* [Problem statement] Entries follow. Return each line that contains the word "instance".

*** Opening The data ***

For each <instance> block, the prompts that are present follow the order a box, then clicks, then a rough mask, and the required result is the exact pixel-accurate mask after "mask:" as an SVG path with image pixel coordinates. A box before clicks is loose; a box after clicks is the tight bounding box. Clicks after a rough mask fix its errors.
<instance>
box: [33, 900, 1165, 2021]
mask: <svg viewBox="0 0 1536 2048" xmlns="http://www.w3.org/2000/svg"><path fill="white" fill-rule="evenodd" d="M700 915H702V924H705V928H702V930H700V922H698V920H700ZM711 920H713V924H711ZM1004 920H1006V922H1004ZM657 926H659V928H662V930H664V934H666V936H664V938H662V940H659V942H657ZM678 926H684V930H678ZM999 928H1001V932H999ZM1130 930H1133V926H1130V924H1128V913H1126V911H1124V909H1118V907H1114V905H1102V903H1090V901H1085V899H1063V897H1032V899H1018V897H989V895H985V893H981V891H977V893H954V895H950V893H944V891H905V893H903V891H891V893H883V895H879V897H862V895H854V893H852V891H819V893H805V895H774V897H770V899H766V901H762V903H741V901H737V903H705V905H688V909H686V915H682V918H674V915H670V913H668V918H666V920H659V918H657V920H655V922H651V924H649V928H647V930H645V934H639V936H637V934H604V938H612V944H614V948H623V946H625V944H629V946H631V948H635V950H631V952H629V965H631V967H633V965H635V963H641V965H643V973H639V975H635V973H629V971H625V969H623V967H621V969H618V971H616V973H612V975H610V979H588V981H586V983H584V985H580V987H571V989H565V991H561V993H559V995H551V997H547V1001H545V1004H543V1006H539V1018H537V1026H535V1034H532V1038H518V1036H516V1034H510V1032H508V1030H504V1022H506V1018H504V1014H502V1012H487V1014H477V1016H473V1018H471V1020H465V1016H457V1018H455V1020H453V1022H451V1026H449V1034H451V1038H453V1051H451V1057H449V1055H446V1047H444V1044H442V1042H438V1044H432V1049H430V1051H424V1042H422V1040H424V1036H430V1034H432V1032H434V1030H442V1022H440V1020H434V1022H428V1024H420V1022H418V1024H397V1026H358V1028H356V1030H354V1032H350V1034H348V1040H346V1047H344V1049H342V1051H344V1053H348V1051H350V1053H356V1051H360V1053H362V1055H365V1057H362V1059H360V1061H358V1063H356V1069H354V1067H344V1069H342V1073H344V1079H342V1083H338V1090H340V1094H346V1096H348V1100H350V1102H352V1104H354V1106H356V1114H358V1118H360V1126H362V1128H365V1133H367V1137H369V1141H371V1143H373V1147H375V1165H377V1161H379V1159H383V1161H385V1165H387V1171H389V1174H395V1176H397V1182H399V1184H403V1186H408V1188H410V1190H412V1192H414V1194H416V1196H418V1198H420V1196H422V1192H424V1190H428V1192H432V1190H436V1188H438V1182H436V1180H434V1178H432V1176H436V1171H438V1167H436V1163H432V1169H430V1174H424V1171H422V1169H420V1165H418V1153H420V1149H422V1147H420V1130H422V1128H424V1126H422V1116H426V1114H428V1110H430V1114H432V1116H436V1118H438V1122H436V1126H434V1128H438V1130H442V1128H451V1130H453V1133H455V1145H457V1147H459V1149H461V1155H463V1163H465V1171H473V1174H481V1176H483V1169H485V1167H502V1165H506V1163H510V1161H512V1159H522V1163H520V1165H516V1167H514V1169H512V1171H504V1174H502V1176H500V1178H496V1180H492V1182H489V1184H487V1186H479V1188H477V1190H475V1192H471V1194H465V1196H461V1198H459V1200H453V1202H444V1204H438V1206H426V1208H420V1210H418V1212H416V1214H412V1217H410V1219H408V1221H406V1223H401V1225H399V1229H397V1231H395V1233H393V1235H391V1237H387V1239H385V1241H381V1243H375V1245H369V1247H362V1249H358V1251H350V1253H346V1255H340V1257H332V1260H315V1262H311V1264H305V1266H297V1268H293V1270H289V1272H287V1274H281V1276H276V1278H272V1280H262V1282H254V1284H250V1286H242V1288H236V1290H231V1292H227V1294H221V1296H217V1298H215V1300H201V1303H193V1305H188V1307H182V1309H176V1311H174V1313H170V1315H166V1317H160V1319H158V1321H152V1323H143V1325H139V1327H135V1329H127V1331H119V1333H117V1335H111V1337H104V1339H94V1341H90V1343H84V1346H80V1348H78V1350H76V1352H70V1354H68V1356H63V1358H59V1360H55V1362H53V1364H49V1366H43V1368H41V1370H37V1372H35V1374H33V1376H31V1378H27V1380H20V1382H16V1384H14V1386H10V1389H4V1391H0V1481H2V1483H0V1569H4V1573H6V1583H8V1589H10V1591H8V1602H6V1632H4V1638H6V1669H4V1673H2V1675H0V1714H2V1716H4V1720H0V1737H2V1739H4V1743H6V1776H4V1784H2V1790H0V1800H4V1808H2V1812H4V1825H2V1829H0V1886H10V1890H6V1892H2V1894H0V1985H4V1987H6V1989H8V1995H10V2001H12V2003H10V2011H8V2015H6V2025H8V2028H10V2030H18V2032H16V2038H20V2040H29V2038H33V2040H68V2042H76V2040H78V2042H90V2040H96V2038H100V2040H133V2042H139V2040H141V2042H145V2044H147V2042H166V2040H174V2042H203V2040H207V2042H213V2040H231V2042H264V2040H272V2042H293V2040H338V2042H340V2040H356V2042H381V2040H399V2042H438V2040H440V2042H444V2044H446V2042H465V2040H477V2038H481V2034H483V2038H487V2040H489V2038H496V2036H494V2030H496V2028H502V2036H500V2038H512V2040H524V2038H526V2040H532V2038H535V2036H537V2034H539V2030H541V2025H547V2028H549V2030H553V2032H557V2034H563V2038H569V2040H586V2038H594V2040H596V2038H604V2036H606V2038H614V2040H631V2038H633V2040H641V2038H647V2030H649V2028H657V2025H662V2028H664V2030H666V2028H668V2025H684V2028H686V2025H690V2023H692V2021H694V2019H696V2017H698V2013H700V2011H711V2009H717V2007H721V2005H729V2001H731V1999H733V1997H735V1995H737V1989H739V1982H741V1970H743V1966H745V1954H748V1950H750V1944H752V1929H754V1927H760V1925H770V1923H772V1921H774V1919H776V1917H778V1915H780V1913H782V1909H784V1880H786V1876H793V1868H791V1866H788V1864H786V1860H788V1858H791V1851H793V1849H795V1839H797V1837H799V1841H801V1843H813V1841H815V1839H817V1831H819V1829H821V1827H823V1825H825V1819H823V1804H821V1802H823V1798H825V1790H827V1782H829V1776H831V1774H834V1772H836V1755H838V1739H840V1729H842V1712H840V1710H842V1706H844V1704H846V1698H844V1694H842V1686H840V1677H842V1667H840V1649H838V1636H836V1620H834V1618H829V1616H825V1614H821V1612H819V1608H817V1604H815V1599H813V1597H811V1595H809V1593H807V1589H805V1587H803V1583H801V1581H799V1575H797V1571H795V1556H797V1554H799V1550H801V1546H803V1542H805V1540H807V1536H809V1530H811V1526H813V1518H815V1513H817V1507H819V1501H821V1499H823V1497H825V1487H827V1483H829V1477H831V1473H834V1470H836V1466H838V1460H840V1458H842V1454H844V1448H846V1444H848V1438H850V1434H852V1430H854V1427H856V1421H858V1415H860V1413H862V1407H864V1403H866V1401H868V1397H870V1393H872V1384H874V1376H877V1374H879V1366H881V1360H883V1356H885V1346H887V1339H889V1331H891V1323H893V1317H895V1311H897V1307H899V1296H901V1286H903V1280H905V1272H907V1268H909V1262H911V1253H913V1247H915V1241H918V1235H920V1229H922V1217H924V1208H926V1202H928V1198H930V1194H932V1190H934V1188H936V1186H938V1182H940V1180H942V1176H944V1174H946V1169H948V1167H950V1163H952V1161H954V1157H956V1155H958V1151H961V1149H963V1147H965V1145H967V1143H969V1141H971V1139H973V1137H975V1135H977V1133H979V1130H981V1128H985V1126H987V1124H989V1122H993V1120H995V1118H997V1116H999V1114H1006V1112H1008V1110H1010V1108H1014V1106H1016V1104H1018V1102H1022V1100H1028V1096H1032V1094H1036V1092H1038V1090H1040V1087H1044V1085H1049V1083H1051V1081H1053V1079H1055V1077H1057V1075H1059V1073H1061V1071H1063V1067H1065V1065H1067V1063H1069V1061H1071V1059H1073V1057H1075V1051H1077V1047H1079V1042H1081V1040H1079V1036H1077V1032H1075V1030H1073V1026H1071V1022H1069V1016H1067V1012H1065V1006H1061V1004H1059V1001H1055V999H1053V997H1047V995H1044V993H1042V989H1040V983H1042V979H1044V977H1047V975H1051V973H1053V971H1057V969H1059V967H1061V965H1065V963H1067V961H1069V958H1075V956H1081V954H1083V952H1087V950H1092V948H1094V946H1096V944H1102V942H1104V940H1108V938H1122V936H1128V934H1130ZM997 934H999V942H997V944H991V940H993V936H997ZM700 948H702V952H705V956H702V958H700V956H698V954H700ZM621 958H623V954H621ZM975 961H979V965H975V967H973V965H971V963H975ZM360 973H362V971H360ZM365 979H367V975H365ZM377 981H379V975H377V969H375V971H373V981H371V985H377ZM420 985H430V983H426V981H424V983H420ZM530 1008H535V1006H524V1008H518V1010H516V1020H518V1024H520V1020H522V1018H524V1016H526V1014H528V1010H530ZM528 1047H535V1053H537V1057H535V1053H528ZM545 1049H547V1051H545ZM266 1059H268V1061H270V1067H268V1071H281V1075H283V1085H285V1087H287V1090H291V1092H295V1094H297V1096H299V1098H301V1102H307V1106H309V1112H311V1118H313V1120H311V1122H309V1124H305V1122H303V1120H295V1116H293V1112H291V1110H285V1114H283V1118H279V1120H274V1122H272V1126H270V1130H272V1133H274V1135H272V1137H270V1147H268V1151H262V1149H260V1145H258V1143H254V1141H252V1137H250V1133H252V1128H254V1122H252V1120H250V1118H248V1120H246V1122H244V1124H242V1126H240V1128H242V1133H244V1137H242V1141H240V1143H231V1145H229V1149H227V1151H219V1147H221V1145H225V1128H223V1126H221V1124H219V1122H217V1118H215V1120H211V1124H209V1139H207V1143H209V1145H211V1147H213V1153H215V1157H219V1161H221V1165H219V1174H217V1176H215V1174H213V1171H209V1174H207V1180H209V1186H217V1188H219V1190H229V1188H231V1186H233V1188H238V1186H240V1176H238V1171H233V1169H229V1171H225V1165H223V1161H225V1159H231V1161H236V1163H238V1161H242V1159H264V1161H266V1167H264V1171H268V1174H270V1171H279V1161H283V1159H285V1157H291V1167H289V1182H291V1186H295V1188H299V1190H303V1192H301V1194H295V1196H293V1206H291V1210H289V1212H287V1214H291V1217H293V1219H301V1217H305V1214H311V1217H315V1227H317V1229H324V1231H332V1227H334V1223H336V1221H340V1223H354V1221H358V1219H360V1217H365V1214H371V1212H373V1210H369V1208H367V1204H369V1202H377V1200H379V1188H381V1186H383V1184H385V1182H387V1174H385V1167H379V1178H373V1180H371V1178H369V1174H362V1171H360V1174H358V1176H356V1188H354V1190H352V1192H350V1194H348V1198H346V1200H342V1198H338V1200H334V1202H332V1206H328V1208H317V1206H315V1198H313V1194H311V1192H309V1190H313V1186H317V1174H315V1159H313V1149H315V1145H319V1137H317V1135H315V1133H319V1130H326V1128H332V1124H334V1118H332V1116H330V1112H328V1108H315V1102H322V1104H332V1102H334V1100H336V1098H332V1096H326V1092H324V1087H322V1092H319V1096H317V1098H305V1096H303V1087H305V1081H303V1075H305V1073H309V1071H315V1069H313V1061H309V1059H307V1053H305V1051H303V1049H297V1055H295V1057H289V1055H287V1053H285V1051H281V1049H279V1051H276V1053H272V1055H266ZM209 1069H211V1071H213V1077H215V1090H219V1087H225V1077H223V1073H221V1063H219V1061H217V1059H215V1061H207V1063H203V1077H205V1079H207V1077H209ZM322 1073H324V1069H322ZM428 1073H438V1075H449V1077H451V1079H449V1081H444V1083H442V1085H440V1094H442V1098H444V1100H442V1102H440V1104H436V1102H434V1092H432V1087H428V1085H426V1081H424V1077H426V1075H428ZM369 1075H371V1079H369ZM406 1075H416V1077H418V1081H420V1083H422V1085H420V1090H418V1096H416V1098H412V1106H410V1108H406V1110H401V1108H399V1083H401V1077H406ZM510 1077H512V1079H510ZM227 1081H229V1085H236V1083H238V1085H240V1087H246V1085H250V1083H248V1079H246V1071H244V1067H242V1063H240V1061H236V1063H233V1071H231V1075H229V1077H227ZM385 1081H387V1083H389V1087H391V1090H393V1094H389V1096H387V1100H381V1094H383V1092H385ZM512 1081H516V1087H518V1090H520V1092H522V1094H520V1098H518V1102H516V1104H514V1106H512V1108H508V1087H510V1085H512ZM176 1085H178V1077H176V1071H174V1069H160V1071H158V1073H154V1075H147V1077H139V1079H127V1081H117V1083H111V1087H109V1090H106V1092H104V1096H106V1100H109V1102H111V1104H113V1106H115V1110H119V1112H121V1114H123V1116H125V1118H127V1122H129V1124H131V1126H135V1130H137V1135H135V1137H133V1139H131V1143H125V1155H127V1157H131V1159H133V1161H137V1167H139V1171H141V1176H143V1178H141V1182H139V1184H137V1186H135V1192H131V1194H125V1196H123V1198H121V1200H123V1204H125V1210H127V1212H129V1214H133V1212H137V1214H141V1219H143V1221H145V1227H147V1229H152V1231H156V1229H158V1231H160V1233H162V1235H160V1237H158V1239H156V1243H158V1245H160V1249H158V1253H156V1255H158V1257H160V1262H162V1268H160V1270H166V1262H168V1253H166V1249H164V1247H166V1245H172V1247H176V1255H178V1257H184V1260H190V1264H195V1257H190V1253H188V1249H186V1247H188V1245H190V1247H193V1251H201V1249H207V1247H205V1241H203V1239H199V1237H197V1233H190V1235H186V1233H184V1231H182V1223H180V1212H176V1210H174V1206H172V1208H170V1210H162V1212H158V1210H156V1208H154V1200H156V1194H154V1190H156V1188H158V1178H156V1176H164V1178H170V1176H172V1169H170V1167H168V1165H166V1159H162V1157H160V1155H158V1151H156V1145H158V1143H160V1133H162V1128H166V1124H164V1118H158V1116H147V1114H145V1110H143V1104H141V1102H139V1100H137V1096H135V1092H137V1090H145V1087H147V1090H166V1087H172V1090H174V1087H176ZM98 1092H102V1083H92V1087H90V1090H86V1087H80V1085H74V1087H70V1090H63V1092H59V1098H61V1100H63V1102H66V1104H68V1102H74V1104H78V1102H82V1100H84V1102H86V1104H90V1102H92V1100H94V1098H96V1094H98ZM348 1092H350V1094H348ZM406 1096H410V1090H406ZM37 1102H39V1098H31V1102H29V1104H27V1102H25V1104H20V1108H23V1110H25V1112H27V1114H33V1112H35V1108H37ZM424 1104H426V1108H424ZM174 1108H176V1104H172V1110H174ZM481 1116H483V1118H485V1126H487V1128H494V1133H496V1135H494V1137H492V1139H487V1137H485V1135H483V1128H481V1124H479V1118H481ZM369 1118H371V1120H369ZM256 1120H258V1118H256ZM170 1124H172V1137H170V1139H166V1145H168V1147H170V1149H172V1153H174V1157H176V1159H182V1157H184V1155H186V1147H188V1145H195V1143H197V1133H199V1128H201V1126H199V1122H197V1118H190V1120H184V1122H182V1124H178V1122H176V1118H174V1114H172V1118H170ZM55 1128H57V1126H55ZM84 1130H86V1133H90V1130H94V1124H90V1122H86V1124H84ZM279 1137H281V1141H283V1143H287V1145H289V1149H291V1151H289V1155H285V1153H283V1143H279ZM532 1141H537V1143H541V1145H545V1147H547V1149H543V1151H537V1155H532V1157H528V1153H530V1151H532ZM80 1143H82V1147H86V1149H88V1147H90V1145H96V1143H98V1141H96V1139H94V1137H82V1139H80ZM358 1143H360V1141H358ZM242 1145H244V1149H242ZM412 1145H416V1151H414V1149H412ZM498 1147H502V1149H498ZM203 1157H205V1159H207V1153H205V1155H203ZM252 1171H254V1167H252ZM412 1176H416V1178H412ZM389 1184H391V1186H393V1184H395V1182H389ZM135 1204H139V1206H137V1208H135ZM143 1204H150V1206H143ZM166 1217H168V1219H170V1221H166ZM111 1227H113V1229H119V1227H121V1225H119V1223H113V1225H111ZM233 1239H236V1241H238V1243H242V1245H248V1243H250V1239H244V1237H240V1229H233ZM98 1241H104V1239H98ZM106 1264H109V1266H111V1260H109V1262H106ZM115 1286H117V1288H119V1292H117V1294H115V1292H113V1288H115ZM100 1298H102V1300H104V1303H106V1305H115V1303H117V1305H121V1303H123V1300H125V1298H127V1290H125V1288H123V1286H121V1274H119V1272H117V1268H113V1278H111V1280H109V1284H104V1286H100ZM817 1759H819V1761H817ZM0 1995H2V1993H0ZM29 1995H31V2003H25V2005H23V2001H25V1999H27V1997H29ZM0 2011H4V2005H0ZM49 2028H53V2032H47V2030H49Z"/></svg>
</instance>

*** Closing The data ***

* [Exercise output]
For each <instance> block, the prompts that are present follow the order a box, then clicks, then a rough mask, and the required result is the exact pixel-accurate mask after "mask:" as an SVG path with image pixel coordinates. A box before clicks is loose; a box after clicks is the tight bounding box. Clicks after a rough mask fix its errors.
<instance>
</instance>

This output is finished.